■ Data supplied:
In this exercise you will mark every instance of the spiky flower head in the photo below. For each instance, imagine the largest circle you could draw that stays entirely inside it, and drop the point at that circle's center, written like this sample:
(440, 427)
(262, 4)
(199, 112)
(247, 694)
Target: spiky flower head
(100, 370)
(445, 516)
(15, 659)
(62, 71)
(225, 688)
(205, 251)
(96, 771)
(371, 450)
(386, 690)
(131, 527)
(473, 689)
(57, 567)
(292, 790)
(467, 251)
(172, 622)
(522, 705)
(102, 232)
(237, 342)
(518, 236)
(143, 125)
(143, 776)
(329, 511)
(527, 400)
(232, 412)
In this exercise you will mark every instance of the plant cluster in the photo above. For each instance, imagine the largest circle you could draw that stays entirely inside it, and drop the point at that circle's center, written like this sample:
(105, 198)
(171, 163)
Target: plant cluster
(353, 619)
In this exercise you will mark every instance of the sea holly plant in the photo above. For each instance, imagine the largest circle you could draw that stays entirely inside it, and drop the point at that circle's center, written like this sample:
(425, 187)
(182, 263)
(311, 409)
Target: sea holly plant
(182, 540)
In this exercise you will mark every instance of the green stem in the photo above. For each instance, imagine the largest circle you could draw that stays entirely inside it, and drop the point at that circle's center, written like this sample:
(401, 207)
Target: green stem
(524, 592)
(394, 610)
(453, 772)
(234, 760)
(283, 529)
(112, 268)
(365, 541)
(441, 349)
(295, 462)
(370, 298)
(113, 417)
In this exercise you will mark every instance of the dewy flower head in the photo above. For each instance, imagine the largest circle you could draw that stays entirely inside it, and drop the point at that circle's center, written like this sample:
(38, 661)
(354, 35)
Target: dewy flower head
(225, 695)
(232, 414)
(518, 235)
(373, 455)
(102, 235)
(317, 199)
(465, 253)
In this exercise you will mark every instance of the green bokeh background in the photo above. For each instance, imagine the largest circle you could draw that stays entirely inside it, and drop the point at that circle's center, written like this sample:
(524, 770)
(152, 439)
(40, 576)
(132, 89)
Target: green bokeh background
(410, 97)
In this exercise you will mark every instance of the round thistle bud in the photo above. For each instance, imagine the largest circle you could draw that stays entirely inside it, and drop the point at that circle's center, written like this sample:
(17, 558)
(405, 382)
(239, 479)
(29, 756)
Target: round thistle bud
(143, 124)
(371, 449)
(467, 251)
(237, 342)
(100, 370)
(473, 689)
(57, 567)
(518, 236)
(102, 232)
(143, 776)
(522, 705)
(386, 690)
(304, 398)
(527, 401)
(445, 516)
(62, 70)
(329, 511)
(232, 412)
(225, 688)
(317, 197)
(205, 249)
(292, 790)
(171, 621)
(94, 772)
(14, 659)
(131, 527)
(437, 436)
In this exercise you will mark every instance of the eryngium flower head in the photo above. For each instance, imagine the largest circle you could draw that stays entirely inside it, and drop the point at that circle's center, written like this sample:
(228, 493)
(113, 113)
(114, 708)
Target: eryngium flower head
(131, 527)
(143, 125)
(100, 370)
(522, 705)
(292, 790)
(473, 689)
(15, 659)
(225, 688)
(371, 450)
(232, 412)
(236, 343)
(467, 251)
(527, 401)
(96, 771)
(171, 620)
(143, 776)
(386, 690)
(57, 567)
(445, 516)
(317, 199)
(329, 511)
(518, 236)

■ Exercise description:
Type out the listing again with nothing changed.

■ Answer box:
In this exercise you will mark every instance of the spiky flower head in the photo below. For each instance, imagine the largest circle you could draw that stays entirely inside it, and drop the point at that circle's center, written like this sample:
(440, 427)
(262, 4)
(199, 112)
(247, 694)
Target: spiky flower head
(100, 370)
(445, 516)
(15, 659)
(62, 71)
(225, 688)
(205, 251)
(96, 771)
(371, 450)
(386, 690)
(131, 527)
(473, 689)
(57, 567)
(292, 790)
(467, 251)
(172, 622)
(522, 705)
(102, 232)
(237, 342)
(518, 236)
(143, 125)
(143, 776)
(329, 511)
(527, 400)
(232, 412)
In this exercise you will mark every instance of the plant cluster in the photo above. For each instance, imagine the largest circle you could draw that stays entirely inside it, and drop the point at that circle's center, written like this sample:
(105, 198)
(171, 163)
Target: plant cluster
(353, 619)
In this exercise you will mark every instance of the sea holly plant in the photo above. For each instance, imagine the largest circle you could draw that stays entirely inside it, and drop the point at that circle's center, written like this sample:
(425, 187)
(182, 263)
(311, 409)
Target: sea holly plant
(182, 540)
In this exercise you will mark every instance of the green stem in the photo above. For each instance, imagine the largest circle you could draw that stays entirely inside it, and drop the point at that circle's center, written like this sample:
(401, 207)
Target: green stem
(524, 592)
(394, 610)
(453, 772)
(234, 760)
(283, 529)
(112, 268)
(365, 541)
(441, 349)
(295, 462)
(370, 298)
(113, 417)
In this exercise you will mark every instance of the dewy flower head in the photo above. For each instance, imagine the largest circle you could draw that stays entirely inside it, and drop the point at that circle's center, written like this sample:
(38, 661)
(354, 35)
Target: dewy flower head
(225, 695)
(232, 414)
(518, 235)
(373, 455)
(102, 235)
(317, 199)
(465, 253)
In this exercise you will mark every instance of the green bokeh background in the photo above. For each instance, imagine the largest circle you could draw that stays entirely inside it, and drop the point at that circle's center, written like this sample:
(524, 770)
(152, 439)
(40, 576)
(132, 89)
Target: green bokeh background
(410, 97)
In this exercise you will mark every instance of the round thistle bud in the photo above. For each instance, imagine the largest circle you could draw that stays entirely inside it, and drop the point at that circle's center, written like this sample:
(17, 558)
(405, 382)
(239, 479)
(29, 756)
Target: round thistle bud
(143, 124)
(371, 449)
(467, 251)
(237, 342)
(100, 370)
(473, 689)
(57, 567)
(518, 236)
(102, 232)
(143, 776)
(522, 705)
(386, 690)
(304, 398)
(527, 401)
(445, 516)
(62, 70)
(329, 511)
(232, 412)
(225, 688)
(317, 197)
(205, 249)
(292, 790)
(171, 621)
(94, 772)
(14, 659)
(131, 527)
(437, 436)
In this exercise you will mark every instance of the eryngium flower head in the photo above. For each instance, imagine the largest circle you could draw that stays entirely inside it, and drop the point at that circle's center, written like this sample:
(228, 493)
(113, 113)
(114, 708)
Target: eryngium flower head
(131, 527)
(143, 125)
(100, 370)
(522, 705)
(292, 790)
(473, 689)
(15, 659)
(225, 688)
(371, 450)
(232, 412)
(236, 343)
(467, 251)
(527, 401)
(96, 771)
(171, 620)
(143, 776)
(386, 690)
(57, 567)
(445, 516)
(317, 199)
(329, 511)
(518, 236)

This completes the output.